:: Material for this exercise ::
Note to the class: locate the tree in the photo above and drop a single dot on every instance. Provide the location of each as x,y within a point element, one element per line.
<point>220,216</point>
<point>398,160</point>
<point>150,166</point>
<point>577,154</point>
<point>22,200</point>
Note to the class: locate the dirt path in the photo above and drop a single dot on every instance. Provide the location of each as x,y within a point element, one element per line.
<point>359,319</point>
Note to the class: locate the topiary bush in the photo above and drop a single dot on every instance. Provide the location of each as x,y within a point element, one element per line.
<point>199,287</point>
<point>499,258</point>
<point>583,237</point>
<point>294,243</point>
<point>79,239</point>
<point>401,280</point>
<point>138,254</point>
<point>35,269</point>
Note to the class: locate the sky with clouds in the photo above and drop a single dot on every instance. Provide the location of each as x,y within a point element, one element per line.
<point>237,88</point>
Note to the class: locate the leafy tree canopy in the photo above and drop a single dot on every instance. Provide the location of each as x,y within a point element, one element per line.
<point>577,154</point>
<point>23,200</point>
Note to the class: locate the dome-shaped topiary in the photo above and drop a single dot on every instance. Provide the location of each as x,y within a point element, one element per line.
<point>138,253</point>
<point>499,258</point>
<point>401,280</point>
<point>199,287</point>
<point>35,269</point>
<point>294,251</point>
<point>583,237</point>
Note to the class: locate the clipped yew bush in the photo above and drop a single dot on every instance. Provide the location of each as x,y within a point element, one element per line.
:::
:: Material for this exercise ::
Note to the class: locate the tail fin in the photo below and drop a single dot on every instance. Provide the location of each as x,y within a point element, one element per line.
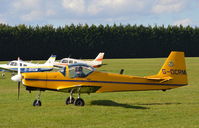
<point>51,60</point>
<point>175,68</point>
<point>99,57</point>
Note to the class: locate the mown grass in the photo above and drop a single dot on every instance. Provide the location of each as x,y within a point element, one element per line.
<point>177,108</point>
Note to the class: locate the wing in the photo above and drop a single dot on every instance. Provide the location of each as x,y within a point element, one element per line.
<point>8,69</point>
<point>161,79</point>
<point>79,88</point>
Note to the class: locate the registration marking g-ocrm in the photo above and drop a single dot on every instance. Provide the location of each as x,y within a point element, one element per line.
:::
:: Material for this exercise ::
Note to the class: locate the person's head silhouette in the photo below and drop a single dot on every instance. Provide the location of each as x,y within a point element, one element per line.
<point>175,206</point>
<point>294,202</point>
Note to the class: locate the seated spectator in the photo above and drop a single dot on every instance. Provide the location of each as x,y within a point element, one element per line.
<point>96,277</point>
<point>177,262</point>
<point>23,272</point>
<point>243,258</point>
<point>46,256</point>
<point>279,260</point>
:::
__Directions for this task__. Output exactly one stretch of the listing: from the line containing "Note to the class: locate the topiary" through the line containing "Note to the class: locate the clipped", both end lines included.

__Expected answer__.
Note to the class: locate the topiary bush in the photo above and drop a single dot on every instance. Provide the location of each as x,y within a point element, one element per line.
<point>199,287</point>
<point>499,258</point>
<point>583,237</point>
<point>294,243</point>
<point>79,239</point>
<point>401,280</point>
<point>138,254</point>
<point>35,269</point>
Note to the class: locate the sky with clouds in the photo above and drop a single dot on every instance. Provide the location of each as x,y within a point element, one element per line.
<point>237,88</point>
Note to the class: locate the leafy tree canopy in the photo above and drop a single dot on every instance. Provide the location of each as x,y within a point element, one element per line.
<point>577,154</point>
<point>23,200</point>
Note to the class: locate the dome-shaped topiary in the photo above and drop a single dot on every instance. Provide the location of each as x,y within a point element, one element per line.
<point>138,253</point>
<point>499,258</point>
<point>401,280</point>
<point>199,287</point>
<point>35,269</point>
<point>294,251</point>
<point>583,237</point>
Note to the class: locate the clipped yew bush in the photo above and drop a single dot on every instance. Provide the location of each as x,y within a point element, one element per line.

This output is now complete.